# GOAL
Pick out each line of the data below that contains the string "dark" and copy it in full. Matching is case-sensitive.

# DATA FOR THIS EXERCISE
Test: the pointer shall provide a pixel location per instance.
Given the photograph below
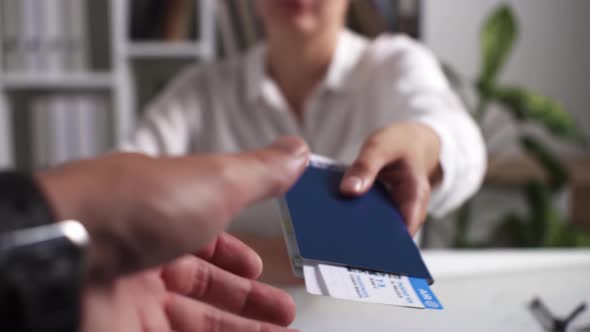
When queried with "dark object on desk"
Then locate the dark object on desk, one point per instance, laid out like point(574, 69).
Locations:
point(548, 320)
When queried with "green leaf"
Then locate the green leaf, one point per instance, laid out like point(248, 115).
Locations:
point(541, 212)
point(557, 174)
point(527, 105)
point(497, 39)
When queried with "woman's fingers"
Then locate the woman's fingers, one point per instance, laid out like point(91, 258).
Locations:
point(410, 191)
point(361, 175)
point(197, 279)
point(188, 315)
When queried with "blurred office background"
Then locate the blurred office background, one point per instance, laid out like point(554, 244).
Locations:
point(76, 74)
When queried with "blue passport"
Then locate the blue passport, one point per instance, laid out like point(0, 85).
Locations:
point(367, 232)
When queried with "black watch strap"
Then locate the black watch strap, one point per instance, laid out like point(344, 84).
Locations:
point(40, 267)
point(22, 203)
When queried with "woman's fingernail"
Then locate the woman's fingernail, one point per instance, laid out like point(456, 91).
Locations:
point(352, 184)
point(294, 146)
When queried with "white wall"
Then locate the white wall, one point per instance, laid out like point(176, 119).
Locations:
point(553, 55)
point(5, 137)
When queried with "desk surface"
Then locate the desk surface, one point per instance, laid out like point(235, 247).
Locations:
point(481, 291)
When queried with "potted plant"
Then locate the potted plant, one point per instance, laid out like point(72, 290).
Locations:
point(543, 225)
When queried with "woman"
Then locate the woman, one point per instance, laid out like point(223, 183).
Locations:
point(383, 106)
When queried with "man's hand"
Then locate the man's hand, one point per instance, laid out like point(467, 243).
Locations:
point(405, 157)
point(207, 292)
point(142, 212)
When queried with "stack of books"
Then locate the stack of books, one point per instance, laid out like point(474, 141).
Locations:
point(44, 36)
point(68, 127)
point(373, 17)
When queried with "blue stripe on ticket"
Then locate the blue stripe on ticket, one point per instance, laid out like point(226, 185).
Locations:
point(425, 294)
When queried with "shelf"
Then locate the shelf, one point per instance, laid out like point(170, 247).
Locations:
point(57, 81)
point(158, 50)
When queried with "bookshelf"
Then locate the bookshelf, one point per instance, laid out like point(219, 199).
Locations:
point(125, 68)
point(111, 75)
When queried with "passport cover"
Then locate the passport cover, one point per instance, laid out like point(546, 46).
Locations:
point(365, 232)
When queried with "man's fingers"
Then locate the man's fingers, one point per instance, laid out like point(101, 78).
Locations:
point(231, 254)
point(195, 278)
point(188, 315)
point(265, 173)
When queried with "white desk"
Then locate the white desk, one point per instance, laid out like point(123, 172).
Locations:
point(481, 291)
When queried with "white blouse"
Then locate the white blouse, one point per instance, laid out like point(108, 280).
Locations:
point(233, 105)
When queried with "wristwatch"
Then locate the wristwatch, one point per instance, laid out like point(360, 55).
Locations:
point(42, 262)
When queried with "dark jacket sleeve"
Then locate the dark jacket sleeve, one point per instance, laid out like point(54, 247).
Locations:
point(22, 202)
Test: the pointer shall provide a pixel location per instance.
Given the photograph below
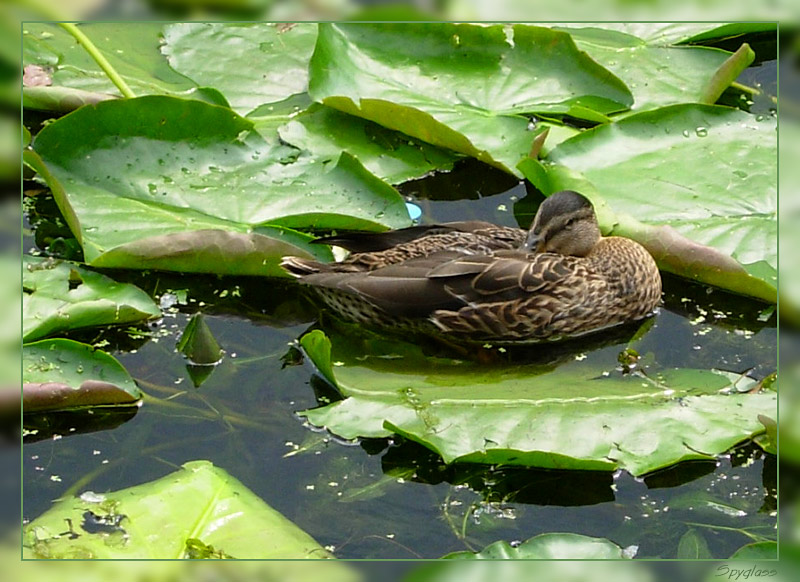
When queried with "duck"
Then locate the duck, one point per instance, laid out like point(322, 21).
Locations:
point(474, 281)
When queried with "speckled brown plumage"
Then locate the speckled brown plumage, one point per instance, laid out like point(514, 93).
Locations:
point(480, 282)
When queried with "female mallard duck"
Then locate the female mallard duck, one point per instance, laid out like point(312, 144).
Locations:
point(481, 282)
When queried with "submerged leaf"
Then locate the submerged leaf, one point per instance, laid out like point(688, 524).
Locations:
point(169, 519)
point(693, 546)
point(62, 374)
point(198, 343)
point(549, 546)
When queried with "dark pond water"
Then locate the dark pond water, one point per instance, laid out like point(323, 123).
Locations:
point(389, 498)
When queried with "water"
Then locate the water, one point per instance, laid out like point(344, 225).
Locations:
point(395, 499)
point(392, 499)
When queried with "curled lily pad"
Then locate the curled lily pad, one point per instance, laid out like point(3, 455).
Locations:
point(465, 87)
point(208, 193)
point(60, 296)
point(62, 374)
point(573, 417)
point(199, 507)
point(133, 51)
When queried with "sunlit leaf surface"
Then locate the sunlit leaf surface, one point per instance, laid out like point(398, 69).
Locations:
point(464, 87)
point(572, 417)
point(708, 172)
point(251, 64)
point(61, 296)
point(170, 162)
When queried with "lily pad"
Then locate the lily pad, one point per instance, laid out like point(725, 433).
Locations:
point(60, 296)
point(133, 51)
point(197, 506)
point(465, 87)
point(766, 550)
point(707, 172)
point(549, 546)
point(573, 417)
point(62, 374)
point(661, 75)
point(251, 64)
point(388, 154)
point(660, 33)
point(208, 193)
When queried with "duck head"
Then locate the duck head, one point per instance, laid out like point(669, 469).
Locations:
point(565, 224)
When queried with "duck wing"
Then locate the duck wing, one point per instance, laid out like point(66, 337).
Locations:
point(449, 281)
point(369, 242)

==

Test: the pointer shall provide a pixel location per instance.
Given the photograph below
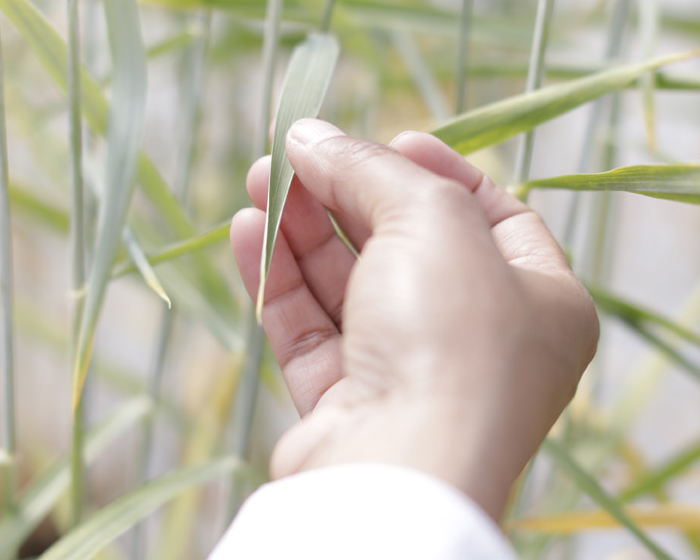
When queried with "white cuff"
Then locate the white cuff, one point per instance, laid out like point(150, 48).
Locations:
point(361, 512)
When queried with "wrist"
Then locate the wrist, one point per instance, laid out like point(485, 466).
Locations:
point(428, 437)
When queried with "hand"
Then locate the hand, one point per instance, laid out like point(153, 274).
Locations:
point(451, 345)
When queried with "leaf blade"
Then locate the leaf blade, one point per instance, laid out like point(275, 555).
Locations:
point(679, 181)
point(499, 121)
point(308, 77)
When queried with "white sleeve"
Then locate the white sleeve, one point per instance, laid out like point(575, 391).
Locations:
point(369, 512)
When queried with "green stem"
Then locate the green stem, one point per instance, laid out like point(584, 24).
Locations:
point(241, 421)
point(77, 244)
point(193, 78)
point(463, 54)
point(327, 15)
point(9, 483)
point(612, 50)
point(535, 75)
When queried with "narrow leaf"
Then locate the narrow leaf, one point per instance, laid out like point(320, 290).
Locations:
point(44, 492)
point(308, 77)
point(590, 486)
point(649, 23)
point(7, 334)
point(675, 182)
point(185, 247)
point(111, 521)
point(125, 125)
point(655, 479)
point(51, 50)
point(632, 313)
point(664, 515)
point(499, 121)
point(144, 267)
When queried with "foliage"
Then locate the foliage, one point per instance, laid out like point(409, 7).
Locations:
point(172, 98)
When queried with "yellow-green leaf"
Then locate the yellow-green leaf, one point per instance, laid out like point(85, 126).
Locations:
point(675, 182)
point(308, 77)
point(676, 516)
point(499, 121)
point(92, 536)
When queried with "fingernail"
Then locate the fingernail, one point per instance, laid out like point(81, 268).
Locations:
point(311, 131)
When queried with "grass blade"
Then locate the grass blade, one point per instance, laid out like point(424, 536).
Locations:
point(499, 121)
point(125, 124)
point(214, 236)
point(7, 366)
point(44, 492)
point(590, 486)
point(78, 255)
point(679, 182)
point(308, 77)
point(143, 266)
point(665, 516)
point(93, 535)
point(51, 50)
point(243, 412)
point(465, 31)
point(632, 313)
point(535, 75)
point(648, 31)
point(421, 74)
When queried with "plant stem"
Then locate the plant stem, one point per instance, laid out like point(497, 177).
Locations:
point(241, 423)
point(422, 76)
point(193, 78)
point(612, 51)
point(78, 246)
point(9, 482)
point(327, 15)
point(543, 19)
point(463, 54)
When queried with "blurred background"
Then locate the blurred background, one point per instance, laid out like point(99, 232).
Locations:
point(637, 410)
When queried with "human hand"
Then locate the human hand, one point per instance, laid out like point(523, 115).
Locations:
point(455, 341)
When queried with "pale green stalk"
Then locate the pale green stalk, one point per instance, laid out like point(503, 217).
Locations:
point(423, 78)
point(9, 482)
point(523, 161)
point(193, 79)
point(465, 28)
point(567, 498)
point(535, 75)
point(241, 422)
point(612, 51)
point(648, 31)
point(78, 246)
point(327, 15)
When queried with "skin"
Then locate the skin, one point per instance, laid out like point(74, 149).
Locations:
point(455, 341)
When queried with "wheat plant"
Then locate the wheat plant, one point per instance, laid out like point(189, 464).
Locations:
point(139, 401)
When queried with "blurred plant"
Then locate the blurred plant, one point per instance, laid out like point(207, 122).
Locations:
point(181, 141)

...

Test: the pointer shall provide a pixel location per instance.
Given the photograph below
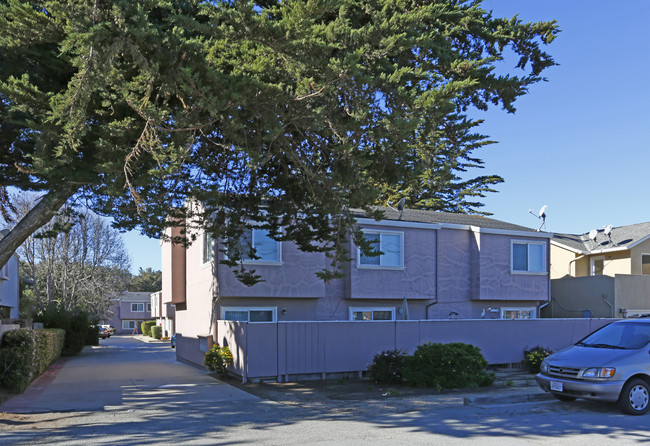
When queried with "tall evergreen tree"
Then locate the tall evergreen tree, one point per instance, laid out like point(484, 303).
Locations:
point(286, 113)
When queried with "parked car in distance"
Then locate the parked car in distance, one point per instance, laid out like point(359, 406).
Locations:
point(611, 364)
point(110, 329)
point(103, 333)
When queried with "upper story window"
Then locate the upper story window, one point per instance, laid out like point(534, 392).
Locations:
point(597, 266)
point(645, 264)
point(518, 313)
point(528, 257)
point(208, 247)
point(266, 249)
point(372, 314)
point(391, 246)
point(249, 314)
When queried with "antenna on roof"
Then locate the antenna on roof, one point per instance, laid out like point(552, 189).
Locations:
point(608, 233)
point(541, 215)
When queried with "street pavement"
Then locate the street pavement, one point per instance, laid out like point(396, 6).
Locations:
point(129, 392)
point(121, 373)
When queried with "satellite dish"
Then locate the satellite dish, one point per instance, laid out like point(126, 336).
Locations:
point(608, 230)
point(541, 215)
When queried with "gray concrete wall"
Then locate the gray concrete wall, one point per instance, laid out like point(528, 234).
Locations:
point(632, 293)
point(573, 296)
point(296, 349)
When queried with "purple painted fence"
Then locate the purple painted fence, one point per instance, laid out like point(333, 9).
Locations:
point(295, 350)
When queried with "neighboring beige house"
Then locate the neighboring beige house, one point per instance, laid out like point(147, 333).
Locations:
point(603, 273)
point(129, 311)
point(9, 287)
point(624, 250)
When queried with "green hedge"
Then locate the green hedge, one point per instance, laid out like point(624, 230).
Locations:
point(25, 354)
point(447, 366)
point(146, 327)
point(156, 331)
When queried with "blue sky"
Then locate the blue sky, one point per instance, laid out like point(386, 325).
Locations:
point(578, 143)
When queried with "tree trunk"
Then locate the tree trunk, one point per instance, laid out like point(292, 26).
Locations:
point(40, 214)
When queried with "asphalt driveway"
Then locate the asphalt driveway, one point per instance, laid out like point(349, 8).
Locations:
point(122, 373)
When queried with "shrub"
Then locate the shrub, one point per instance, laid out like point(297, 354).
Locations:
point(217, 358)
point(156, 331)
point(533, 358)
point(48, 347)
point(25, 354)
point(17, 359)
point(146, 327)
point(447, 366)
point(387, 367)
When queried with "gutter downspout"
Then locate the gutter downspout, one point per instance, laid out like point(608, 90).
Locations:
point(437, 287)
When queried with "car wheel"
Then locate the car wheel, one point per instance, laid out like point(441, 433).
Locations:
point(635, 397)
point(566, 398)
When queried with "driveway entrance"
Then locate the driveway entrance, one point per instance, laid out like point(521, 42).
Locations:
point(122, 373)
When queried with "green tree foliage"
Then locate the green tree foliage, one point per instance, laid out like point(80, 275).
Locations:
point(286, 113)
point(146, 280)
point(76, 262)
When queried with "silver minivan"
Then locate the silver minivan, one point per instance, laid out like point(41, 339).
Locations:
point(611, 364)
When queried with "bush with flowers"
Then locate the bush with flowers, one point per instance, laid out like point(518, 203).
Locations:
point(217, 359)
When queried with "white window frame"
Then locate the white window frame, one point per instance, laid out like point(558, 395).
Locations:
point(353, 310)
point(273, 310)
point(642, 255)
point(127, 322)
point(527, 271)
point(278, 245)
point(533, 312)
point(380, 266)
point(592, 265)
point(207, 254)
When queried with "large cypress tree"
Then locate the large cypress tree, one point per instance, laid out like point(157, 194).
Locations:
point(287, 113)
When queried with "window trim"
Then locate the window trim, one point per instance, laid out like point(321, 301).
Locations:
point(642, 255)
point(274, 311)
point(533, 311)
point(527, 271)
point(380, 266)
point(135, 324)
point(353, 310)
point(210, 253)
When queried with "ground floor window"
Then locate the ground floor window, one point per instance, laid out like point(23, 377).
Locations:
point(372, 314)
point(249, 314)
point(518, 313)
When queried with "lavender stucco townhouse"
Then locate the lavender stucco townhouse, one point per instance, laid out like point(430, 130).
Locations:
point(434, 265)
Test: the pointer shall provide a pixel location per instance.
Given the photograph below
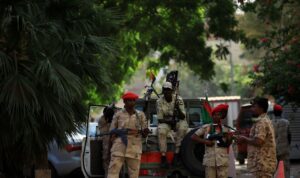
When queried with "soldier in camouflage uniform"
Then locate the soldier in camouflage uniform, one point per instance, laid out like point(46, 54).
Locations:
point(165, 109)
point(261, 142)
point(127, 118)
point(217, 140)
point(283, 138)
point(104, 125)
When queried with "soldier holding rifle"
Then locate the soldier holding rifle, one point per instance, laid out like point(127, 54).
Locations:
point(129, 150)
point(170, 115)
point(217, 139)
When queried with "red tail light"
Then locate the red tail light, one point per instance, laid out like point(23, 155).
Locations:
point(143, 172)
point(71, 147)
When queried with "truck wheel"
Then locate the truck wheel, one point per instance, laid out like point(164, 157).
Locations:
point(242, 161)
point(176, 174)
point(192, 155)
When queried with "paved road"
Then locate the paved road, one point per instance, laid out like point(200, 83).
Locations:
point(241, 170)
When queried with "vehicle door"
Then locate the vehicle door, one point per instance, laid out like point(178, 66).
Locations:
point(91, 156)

# FULL SOLUTION
When queried with "dark object on desk"
Then locate the dark object on desk, one point per instance, laid out like point(574, 69).
When queried with "dark jacket sleeve"
Then locate the dark jacket sleeve, one point per instance, laid out like point(54, 247).
When queried with "dark pond water"
Then locate the dark pond water, one point per instance, laid out like point(323, 123).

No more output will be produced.